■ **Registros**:
──────

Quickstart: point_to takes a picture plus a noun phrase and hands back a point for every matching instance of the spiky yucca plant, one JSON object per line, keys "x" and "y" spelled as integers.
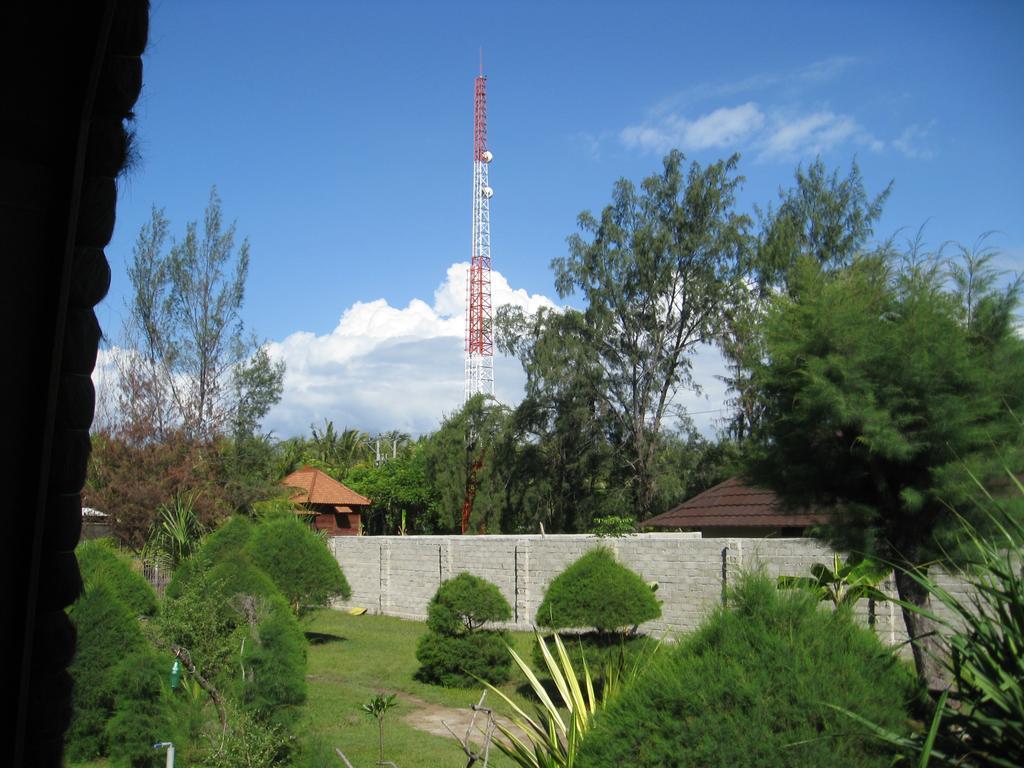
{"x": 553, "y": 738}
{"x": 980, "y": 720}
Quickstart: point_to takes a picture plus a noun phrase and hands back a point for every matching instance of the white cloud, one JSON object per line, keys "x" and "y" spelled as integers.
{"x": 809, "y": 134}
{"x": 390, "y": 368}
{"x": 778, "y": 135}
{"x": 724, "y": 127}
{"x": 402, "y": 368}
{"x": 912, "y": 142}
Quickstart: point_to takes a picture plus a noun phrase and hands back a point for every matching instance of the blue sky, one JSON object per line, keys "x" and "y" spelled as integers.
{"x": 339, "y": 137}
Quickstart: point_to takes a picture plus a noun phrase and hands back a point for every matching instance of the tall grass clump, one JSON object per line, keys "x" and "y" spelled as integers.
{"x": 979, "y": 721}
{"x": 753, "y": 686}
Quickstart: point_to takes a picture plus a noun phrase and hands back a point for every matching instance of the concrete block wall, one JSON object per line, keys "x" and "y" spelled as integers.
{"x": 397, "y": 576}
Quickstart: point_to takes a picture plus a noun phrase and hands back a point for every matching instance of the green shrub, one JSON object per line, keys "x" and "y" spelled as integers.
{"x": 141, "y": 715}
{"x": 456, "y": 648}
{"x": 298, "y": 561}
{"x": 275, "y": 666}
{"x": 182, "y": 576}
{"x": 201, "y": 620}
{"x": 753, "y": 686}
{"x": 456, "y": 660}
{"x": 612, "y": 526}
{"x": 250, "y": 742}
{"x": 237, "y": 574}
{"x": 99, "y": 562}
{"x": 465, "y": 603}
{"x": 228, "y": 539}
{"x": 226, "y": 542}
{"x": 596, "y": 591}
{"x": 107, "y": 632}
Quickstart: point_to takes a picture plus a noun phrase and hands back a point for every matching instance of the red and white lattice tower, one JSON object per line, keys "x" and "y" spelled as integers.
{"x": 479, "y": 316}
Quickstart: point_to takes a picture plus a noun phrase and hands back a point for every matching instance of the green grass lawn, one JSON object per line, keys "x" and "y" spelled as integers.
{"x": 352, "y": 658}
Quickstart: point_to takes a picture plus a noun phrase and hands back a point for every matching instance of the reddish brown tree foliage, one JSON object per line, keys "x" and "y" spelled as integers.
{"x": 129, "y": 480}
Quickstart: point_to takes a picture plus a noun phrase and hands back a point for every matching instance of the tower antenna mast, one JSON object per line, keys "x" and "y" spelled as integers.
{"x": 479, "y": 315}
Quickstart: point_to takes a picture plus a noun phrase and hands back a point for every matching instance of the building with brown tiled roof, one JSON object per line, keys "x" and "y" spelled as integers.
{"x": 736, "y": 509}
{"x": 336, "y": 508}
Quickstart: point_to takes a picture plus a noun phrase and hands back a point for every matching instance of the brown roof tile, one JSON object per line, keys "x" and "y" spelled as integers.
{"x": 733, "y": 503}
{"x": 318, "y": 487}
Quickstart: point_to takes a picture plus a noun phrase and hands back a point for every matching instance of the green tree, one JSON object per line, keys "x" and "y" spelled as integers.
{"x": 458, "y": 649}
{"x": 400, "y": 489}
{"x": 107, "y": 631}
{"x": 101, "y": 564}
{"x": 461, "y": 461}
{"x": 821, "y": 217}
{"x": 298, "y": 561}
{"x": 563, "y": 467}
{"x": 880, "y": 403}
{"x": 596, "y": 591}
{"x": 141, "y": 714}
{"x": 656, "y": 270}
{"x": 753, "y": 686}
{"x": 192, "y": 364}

──────

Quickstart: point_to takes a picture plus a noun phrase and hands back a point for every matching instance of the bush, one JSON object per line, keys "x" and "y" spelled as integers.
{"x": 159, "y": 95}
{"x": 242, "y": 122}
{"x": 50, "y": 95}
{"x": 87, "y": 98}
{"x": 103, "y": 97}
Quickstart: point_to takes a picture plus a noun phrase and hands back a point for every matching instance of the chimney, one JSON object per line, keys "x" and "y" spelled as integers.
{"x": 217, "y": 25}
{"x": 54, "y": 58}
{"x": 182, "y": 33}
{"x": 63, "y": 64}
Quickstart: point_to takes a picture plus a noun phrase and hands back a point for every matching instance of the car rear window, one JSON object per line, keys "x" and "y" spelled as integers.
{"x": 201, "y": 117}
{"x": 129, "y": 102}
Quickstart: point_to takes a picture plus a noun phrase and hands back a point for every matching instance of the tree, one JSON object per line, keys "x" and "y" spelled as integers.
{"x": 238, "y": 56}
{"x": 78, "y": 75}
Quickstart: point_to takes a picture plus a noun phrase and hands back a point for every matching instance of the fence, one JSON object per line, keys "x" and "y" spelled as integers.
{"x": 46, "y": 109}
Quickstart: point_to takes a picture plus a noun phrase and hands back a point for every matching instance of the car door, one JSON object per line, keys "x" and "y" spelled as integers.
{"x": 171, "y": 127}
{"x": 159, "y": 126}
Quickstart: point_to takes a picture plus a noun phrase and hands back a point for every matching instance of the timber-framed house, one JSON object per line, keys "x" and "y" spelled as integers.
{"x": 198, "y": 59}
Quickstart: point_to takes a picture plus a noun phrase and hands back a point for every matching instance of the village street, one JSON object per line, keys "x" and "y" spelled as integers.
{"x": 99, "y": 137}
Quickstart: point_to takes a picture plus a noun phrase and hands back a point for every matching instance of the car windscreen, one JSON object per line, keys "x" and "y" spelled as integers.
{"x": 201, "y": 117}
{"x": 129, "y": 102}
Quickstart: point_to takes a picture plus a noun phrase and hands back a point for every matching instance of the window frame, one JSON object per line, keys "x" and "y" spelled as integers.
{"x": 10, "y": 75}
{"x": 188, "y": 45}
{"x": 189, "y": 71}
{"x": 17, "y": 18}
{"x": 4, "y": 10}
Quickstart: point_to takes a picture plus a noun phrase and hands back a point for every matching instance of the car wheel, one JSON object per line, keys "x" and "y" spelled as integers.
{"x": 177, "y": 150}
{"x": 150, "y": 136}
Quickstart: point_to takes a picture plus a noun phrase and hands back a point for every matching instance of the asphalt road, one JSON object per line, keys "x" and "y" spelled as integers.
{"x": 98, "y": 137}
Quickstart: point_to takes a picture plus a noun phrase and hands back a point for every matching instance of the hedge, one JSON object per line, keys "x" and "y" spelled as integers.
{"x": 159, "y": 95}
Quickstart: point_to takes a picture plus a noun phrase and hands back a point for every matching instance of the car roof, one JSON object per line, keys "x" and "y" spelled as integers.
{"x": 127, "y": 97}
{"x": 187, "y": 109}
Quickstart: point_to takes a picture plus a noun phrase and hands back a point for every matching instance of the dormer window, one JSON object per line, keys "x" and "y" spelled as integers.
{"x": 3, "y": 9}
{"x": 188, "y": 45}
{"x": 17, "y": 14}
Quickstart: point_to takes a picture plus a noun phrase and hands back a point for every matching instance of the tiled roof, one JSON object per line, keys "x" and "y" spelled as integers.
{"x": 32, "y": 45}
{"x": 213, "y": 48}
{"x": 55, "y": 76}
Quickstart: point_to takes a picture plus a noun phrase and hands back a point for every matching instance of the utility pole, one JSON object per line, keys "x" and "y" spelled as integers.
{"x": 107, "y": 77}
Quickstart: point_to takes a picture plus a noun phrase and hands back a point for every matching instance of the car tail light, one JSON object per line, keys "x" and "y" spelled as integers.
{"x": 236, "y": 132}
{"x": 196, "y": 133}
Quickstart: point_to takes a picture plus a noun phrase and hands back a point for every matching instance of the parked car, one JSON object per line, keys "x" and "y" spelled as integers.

──────

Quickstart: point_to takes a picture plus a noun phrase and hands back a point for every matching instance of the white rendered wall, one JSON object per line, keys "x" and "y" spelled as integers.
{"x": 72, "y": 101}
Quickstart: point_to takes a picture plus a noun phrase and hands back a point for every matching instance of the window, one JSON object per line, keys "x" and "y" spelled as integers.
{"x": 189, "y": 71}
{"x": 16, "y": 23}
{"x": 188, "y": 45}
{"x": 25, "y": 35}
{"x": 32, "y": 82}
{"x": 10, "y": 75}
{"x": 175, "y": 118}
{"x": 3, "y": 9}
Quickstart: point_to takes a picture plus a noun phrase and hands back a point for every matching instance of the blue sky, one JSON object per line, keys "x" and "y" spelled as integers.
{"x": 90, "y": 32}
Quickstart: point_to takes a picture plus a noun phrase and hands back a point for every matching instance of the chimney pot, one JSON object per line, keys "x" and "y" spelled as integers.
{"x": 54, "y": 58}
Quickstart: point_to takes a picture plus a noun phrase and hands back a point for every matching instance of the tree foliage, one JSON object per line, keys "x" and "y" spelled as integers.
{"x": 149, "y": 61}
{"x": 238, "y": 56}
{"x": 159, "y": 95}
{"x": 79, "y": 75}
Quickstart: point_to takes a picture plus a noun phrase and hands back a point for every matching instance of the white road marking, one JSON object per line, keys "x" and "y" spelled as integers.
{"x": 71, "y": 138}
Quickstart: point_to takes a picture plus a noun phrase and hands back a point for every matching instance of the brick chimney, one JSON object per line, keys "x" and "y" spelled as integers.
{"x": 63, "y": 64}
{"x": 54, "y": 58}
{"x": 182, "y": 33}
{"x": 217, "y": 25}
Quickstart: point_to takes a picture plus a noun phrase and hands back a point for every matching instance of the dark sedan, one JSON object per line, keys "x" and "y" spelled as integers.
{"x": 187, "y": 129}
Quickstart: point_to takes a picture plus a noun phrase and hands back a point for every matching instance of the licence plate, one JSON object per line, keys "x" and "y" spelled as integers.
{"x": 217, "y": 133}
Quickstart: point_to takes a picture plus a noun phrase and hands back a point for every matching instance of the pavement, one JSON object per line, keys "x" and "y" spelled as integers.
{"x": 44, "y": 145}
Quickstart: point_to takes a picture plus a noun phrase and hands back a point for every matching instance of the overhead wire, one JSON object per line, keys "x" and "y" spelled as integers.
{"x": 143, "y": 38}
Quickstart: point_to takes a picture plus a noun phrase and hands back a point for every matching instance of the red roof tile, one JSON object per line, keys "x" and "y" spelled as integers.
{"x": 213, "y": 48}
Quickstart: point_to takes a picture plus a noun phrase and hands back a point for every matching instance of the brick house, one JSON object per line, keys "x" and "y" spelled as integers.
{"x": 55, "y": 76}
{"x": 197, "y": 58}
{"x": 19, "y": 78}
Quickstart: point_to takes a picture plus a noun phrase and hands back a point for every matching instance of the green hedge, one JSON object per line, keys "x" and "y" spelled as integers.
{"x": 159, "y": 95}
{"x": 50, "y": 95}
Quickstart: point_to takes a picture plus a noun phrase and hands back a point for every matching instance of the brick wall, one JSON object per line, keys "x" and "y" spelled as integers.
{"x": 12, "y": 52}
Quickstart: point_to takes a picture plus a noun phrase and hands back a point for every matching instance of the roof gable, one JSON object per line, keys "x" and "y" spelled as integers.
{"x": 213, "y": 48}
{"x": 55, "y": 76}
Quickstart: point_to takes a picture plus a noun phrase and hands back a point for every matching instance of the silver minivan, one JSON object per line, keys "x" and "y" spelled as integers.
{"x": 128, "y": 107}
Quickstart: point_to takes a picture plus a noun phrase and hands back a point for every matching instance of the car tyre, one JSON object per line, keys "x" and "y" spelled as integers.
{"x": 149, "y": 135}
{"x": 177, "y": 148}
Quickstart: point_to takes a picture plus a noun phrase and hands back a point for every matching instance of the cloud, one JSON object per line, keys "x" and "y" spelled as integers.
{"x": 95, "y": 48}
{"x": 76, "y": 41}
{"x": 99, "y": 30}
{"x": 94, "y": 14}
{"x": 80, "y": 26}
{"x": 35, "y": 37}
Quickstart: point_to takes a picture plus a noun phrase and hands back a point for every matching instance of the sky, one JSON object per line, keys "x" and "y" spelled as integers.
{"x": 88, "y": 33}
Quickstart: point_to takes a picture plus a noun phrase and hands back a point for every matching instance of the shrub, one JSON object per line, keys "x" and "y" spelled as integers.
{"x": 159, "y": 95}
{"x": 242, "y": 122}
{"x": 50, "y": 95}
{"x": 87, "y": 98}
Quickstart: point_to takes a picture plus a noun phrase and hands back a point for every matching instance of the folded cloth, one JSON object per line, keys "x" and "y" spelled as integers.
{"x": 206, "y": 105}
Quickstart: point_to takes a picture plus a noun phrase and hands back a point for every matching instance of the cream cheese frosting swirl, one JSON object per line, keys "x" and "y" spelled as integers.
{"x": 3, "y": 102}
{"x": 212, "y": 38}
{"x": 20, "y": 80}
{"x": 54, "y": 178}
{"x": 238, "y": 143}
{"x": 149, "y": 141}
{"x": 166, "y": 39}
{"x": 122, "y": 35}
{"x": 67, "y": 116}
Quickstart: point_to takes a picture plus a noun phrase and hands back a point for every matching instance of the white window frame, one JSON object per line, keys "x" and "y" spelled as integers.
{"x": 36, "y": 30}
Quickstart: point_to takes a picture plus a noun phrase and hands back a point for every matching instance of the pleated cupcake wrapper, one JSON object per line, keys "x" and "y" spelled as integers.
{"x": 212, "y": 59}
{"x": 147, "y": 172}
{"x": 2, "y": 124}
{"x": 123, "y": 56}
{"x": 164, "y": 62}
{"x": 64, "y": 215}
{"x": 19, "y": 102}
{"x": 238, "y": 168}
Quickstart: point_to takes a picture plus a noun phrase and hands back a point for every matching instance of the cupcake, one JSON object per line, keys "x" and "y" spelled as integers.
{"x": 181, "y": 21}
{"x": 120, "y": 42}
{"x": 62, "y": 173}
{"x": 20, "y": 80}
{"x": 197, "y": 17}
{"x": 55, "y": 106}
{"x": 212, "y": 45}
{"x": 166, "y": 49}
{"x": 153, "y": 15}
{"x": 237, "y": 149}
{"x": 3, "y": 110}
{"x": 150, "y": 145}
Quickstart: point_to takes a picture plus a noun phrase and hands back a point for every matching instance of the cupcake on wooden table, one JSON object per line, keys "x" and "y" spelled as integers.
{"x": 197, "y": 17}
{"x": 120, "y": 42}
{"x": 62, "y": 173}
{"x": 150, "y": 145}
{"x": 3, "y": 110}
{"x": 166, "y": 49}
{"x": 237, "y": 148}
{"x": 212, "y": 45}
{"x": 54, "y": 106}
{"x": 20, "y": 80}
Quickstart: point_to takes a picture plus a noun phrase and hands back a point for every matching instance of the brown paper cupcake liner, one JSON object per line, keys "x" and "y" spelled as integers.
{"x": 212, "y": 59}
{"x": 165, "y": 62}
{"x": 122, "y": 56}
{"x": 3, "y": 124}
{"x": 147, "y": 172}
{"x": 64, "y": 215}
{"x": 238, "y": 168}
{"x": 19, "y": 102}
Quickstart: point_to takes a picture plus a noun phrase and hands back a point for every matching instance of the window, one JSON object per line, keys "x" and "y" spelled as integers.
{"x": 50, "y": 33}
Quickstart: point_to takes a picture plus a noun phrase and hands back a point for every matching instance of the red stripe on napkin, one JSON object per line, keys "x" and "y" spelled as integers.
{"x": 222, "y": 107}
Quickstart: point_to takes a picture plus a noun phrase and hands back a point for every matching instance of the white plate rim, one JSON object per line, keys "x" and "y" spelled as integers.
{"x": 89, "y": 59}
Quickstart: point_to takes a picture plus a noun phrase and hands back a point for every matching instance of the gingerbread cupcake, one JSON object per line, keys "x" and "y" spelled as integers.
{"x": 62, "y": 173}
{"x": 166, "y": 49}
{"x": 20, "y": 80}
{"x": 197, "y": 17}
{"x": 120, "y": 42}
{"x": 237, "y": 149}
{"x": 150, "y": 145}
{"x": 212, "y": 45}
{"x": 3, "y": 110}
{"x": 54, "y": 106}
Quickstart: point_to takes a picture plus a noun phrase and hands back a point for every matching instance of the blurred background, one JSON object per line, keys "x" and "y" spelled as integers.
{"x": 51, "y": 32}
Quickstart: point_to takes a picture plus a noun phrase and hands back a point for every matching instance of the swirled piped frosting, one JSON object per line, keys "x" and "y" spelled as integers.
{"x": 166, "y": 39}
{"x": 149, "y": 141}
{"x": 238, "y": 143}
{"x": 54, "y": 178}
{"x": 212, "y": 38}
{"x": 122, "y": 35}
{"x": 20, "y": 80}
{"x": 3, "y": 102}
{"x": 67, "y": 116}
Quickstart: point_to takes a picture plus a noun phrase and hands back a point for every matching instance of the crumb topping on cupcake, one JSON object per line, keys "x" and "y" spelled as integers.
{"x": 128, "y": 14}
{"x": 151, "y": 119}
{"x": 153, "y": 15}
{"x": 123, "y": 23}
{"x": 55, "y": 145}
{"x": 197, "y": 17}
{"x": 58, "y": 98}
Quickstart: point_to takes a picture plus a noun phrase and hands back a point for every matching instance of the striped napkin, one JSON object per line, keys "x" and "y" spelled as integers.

──────

Presenta en una tabla Markdown las líneas de los registros, empezando en la que contiene "of the gingerbread" y terminando en la que contiene "of the striped", ambas incluidas. Usa las columnas Fila, con el número de fila, y Contenido, con la línea, y omite las líneas en blanco.

| Fila | Contenido |
|---|---|
| 1 | Quickstart: point_to takes a picture plus a noun phrase and hands back a point for every matching instance of the gingerbread cupcake, one JSON object per line, keys "x" and "y" spelled as integers. |
| 2 | {"x": 62, "y": 173} |
| 3 | {"x": 166, "y": 49} |
| 4 | {"x": 20, "y": 80} |
| 5 | {"x": 197, "y": 17} |
| 6 | {"x": 120, "y": 42} |
| 7 | {"x": 237, "y": 149} |
| 8 | {"x": 150, "y": 145} |
| 9 | {"x": 212, "y": 45} |
| 10 | {"x": 3, "y": 110} |
| 11 | {"x": 54, "y": 106} |
| 12 | Quickstart: point_to takes a picture plus a noun phrase and hands back a point for every matching instance of the blurred background, one JSON object per line, keys "x" and "y" spelled as integers. |
| 13 | {"x": 51, "y": 32} |
| 14 | Quickstart: point_to takes a picture plus a noun phrase and hands back a point for every matching instance of the swirled piped frosting, one JSON object per line, keys "x" and "y" spelled as integers. |
| 15 | {"x": 166, "y": 39} |
| 16 | {"x": 149, "y": 141} |
| 17 | {"x": 238, "y": 143} |
| 18 | {"x": 54, "y": 178} |
| 19 | {"x": 212, "y": 38} |
| 20 | {"x": 122, "y": 35} |
| 21 | {"x": 20, "y": 80} |
| 22 | {"x": 3, "y": 102} |
| 23 | {"x": 67, "y": 116} |
| 24 | Quickstart: point_to takes a picture plus a noun phrase and hands back a point for every matching instance of the crumb topping on cupcake, one JSON object per line, keys "x" and "y" spelled as integers. |
| 25 | {"x": 128, "y": 14} |
| 26 | {"x": 151, "y": 119} |
| 27 | {"x": 153, "y": 15} |
| 28 | {"x": 123, "y": 23} |
| 29 | {"x": 55, "y": 145} |
| 30 | {"x": 197, "y": 17} |
| 31 | {"x": 58, "y": 98} |
| 32 | Quickstart: point_to takes a picture plus a noun phrase and hands back a point for every matching instance of the striped napkin, one JSON object per line, keys "x" and "y" spelled as integers. |